__Requirements__:
Rescale the listing from the line that contains "[mask] fingernail -> every instance" through the end of the listing. Copy each line in that span. In the answer outlines, multiply every coordinate and viewBox dimension by 0.85 and round it to the nearest whole number, rounding halves up. Leave all other lines unchanged.
## START Entries provided
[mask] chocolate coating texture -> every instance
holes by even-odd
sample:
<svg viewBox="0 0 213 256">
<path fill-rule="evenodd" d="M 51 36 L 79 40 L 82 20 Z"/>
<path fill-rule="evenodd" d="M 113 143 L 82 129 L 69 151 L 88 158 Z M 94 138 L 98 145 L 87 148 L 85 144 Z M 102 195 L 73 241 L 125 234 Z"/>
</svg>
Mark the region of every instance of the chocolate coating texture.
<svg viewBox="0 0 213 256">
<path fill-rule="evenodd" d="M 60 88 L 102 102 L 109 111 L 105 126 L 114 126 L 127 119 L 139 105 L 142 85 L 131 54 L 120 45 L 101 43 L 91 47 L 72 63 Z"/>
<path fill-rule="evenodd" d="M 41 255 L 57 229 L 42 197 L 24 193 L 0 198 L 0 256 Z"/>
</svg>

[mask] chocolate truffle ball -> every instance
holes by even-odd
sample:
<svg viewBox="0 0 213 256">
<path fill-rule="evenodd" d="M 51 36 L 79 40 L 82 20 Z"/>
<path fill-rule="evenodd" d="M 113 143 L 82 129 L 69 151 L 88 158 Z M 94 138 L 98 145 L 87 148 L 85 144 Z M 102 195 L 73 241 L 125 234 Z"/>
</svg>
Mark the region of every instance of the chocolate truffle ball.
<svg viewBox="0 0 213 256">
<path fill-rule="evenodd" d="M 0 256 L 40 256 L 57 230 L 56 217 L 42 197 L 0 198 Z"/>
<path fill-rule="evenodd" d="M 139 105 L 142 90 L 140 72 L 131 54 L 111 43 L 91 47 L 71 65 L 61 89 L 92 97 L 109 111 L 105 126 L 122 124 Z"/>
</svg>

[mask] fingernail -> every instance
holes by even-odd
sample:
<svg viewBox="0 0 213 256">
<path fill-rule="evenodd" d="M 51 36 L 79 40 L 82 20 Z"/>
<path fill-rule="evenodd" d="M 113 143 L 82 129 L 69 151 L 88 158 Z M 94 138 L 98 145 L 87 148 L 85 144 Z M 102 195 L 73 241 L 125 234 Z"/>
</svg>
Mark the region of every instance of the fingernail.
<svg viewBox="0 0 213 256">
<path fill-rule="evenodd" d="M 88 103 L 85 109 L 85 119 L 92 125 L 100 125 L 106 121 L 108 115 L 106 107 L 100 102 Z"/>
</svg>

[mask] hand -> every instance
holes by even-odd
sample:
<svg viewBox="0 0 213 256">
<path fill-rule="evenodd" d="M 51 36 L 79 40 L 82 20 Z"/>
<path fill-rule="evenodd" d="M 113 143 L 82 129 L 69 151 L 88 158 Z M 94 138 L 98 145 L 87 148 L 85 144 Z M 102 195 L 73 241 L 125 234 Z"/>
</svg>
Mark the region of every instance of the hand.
## END Entries provided
__The result__:
[mask] fingernail -> every instance
holes by even-odd
sample:
<svg viewBox="0 0 213 256">
<path fill-rule="evenodd" d="M 51 36 L 79 40 L 82 20 Z"/>
<path fill-rule="evenodd" d="M 113 143 L 82 129 L 69 151 L 88 158 Z M 94 138 L 98 145 L 87 148 L 85 144 Z M 102 195 L 73 241 L 125 234 Z"/>
</svg>
Mark the region of every instance of the fingernail.
<svg viewBox="0 0 181 218">
<path fill-rule="evenodd" d="M 75 88 L 72 93 L 72 101 L 78 106 L 85 106 L 90 103 L 92 98 L 90 91 L 85 87 Z"/>
</svg>

[mask] hand -> every instance
holes by even-odd
sample:
<svg viewBox="0 0 213 256">
<path fill-rule="evenodd" d="M 51 36 L 79 40 L 82 20 Z"/>
<path fill-rule="evenodd" d="M 113 143 L 82 129 L 69 151 L 88 158 Z M 94 138 L 98 145 L 87 148 L 85 144 Z M 102 195 L 73 241 L 125 234 Z"/>
</svg>
Mark the region of every instance of the hand.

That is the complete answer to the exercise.